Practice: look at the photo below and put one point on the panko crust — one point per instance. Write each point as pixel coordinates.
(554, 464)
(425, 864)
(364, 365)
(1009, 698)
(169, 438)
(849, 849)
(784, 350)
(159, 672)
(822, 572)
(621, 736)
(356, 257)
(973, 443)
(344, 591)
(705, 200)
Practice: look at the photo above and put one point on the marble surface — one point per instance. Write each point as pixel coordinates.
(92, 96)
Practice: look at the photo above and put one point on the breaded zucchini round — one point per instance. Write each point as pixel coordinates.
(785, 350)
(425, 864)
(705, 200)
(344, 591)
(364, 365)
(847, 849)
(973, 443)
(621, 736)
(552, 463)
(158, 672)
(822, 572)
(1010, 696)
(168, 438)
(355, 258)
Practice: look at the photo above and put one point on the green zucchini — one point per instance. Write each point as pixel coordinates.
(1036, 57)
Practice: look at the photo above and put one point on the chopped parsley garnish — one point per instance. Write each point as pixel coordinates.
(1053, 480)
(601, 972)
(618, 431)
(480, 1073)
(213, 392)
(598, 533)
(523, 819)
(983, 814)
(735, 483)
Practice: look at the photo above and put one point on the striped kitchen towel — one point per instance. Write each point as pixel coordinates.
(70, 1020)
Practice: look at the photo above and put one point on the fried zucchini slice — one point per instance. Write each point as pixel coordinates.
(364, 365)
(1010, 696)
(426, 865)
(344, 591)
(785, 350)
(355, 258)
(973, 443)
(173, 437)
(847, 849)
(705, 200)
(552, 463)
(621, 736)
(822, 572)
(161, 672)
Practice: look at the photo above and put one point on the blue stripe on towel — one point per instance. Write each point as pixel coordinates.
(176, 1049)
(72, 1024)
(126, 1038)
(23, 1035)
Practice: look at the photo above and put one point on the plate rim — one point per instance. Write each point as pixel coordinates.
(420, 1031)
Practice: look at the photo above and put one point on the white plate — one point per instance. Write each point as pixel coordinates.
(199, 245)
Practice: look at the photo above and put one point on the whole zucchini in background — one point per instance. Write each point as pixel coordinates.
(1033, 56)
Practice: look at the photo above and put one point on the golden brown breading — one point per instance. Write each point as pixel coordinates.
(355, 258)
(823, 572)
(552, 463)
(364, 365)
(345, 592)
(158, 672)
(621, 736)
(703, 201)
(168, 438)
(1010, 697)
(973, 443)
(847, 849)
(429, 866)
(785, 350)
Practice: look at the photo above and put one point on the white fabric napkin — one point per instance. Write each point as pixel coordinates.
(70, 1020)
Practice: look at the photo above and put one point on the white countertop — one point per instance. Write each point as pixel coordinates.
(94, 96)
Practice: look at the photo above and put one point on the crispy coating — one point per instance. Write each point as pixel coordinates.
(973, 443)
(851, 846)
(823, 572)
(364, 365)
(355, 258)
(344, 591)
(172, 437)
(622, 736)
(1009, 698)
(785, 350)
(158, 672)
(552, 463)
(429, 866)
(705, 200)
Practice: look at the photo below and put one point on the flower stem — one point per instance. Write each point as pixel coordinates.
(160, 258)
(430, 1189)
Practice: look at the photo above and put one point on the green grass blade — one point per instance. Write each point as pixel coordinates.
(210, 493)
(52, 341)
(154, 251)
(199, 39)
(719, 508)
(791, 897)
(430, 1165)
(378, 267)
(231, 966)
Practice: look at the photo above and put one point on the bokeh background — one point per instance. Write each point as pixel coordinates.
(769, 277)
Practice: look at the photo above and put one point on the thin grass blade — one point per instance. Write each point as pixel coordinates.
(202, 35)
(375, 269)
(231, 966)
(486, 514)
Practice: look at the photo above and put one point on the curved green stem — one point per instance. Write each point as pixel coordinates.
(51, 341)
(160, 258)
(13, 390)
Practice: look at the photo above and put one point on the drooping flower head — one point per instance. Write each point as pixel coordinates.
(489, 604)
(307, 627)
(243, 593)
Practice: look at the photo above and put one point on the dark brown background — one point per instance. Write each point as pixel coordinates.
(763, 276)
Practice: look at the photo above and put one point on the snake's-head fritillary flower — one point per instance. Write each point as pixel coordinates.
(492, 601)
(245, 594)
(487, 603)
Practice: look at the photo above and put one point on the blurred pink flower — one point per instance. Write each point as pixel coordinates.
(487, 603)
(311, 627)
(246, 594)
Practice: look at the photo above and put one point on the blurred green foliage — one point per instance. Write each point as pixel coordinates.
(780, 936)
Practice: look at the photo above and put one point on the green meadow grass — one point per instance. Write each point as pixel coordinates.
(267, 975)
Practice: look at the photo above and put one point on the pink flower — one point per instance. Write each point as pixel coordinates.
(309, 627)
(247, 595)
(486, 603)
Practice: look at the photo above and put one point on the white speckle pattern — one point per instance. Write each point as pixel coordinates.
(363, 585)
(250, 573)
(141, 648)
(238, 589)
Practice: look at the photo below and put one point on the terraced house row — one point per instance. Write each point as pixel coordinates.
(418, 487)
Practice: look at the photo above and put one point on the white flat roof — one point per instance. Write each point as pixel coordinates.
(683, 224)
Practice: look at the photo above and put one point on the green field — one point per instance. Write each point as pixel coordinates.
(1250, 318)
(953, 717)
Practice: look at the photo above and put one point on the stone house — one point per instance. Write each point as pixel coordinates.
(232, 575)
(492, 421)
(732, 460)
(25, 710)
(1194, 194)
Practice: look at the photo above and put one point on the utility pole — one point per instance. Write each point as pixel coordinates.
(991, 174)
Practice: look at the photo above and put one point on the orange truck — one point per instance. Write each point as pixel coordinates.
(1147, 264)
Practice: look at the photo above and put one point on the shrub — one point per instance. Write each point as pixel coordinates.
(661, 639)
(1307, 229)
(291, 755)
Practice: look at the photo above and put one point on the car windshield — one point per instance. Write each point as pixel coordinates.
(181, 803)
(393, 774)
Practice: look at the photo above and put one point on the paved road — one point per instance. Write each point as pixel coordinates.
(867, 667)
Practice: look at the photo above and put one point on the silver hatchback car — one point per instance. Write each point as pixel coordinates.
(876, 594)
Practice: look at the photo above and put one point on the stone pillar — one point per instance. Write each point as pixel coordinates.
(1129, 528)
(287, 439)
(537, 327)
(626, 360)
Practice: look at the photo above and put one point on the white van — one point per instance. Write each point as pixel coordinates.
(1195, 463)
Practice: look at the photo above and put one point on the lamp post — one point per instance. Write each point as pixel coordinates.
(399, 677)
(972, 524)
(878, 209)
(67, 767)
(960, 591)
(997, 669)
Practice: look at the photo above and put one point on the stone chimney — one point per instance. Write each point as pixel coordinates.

________

→ **Exercise instructions**: Copy out the whole listing exactly; please set it all down.

→ **Answer to the problem**:
Practice: look at the photo below and put one point on the panko crust — one point per instance. Write each point as pixel coordinates.
(554, 464)
(425, 864)
(364, 365)
(1009, 698)
(169, 438)
(849, 849)
(784, 350)
(159, 672)
(822, 572)
(621, 736)
(356, 257)
(973, 443)
(344, 591)
(705, 200)
Practice: look at the photo above and put one point on the marble surface — one point per instance. Write each point as pixel coordinates.
(92, 96)
Practice: look at the photo above and put one point on the breaded zucchini round — one point per instance. Write each point as pixel coordinates.
(785, 350)
(425, 864)
(705, 200)
(344, 591)
(364, 365)
(847, 849)
(973, 443)
(621, 736)
(552, 463)
(158, 672)
(822, 572)
(1010, 696)
(168, 438)
(355, 258)
Practice: look at the photo above and put one point on the green zucchini — one point per instance. Write each point as pixel coordinates.
(1036, 57)
Practice: look at the photo above and put one point on the chopped parsley garnish — one point per instance. Write each point as pixel coordinates.
(1053, 480)
(601, 972)
(618, 431)
(480, 1073)
(213, 392)
(598, 533)
(523, 819)
(983, 814)
(735, 483)
Practice: look at the photo above and put one point on the striped kitchen towel — one point per instance. Write each point as pixel coordinates.
(70, 1020)
Practice: look at the photo above and put one point on the fried zucchini slice — one point per instance. Write each point as pixel coordinates.
(364, 365)
(1010, 696)
(426, 865)
(344, 591)
(785, 350)
(355, 258)
(973, 443)
(173, 437)
(847, 849)
(705, 200)
(552, 463)
(621, 736)
(822, 572)
(161, 672)
Practice: look at the photo above and put one point on the blue stripe on towel — one point per instance. Write each point as pixel coordinates.
(176, 1049)
(72, 1024)
(126, 1038)
(23, 1035)
Practice: look at the photo above and put one point on the plate rim — one point per instance. Write each point as pixel coordinates.
(420, 1031)
Practice: look at the photo above and put one point on the white plate — one point per instance. Write each point as pixel coordinates.
(199, 245)
Practice: look at the photo above and put one point on the whole zucchini in background — one point per instance. Write each point as pixel coordinates.
(1033, 56)
Practice: look at the photo above and put one point on the golden brown breading — one point per instance. Write each point as pixel coordinates.
(355, 258)
(823, 572)
(552, 463)
(364, 365)
(345, 592)
(158, 672)
(621, 736)
(703, 201)
(168, 438)
(1010, 697)
(973, 443)
(847, 849)
(429, 866)
(785, 350)
Practice: look at the photo above and put one point on the white fabric napkin — one point per instance. Write each point as pixel coordinates.
(70, 1020)
Practice: look at the photo above and put one point on the white countertop — one point per instance. Write each point as pixel coordinates.
(94, 96)
Practice: look at the photo above and put one point on the crispy coating — one point per instance. Write each point as pixel coordinates.
(973, 443)
(851, 846)
(823, 572)
(364, 365)
(355, 258)
(344, 591)
(172, 437)
(622, 736)
(1009, 698)
(785, 350)
(158, 672)
(552, 463)
(429, 866)
(705, 200)
Practice: look at the photo below and put one point on the flower stem — one point per instance. Write each point as pixel coordinates.
(160, 258)
(430, 1189)
Practice: look at the photo above and put one point on the green grass blade — one point per instance. Write each point as pixel coordinates.
(210, 493)
(52, 341)
(154, 251)
(199, 39)
(719, 508)
(791, 897)
(430, 1165)
(378, 267)
(231, 966)
Practice: look at the photo above and put one point on the bokeh background — one point per instance. Write each point as pixel coordinates.
(769, 277)
Practice: look at the photo above and put one point on the thin grass blade — one point per instance. Write each point as pixel coordinates.
(202, 35)
(375, 269)
(231, 966)
(486, 514)
Practice: look at the photo above and put one point on the curved green stem — one point per instance. Write each point as pixel coordinates.
(51, 341)
(160, 258)
(13, 390)
Practice: look at the photo above and put one point on the drooping flower head — one point per instance. Write each point as pixel coordinates.
(489, 604)
(307, 627)
(243, 593)
Practice: look at the photo above and put one point on the dark brown background — one point per instance. Write each point as pixel coordinates.
(763, 276)
Practice: look at the photo above and put one point on the snake's-head fritillary flower — one point per instance. Write each point as pixel coordinates.
(492, 601)
(245, 594)
(487, 603)
Practice: look at the photo above and put one point on the blurred pink flower — one point per instance. Write each point as pixel coordinates.
(487, 603)
(311, 627)
(246, 594)
Practice: look at the photo above and put one point on the blurred green foliage — one point per instance. Write each point as pixel coordinates.
(780, 936)
Practice: look at the photo above and put one point on the green meadow grass — one point per instance. Write each point as pixel coordinates.
(267, 975)
Practice: look at the photo above and put one point on the pink flower — one point per instance. Write each point as pixel coordinates.
(309, 627)
(247, 595)
(486, 603)
Practice: look at the photo above and put one point on the white speckle pattern — one point per instance. Write each point as pixel coordinates.
(363, 585)
(250, 573)
(141, 648)
(238, 589)
Practice: look at the photo below and put one point on the terraced house row — one point per instance. Write each point as pixel coordinates.
(418, 487)
Practice: look at the photo above and put one point on the white flat roof — one point per instance. Write each point as pixel coordinates.
(683, 224)
Practice: look at the photo above and put one point on the green field — one point per instance. Write each point as pixel coordinates.
(1250, 318)
(953, 717)
Practice: look at the photo above and put one point on the stone house — one point per instance. Write each point as pixel coordinates.
(232, 575)
(492, 421)
(732, 460)
(25, 710)
(1194, 194)
Practice: look at the photo above and put one point on the utility pole — one point per instance. Write each point as pixel coordinates.
(991, 174)
Practice: look at the photo above and put one point on the orange truck — one point per instance. Write each point as pixel coordinates.
(1147, 264)
Practice: look at the photo above and put one point on the shrub — one point per instance. Write each point as pixel coordinates.
(661, 639)
(1307, 229)
(291, 755)
Practice: look at the photo above and put one point on the car windshield — one point per instance. Write each point as pixel coordinates.
(181, 803)
(393, 774)
Practice: look at the photo above and put one point on the paved road — one point per instance. Write each point as pixel coordinates.
(867, 667)
Practice: look at the photo above and put one point on the silver hatchback car — one point per instance. Write each point as pixel coordinates.
(876, 594)
Practice: look at the photo above and put one point on the stone pillar — one point per instance. Write each point as pixel coordinates.
(1129, 528)
(287, 439)
(537, 327)
(626, 360)
Practice: look at the photo above and put one point on the white van — one point per instance. Write each point as pixel coordinates.
(1195, 463)
Practice: look at the photo above and put one point on the lamp post — one point per instance. Write each point as pixel coordinates.
(399, 677)
(972, 524)
(878, 209)
(67, 767)
(960, 591)
(997, 669)
Practice: look at the photo above and put one point on the stone chimney — one point per instance. Write each point as pixel coordinates.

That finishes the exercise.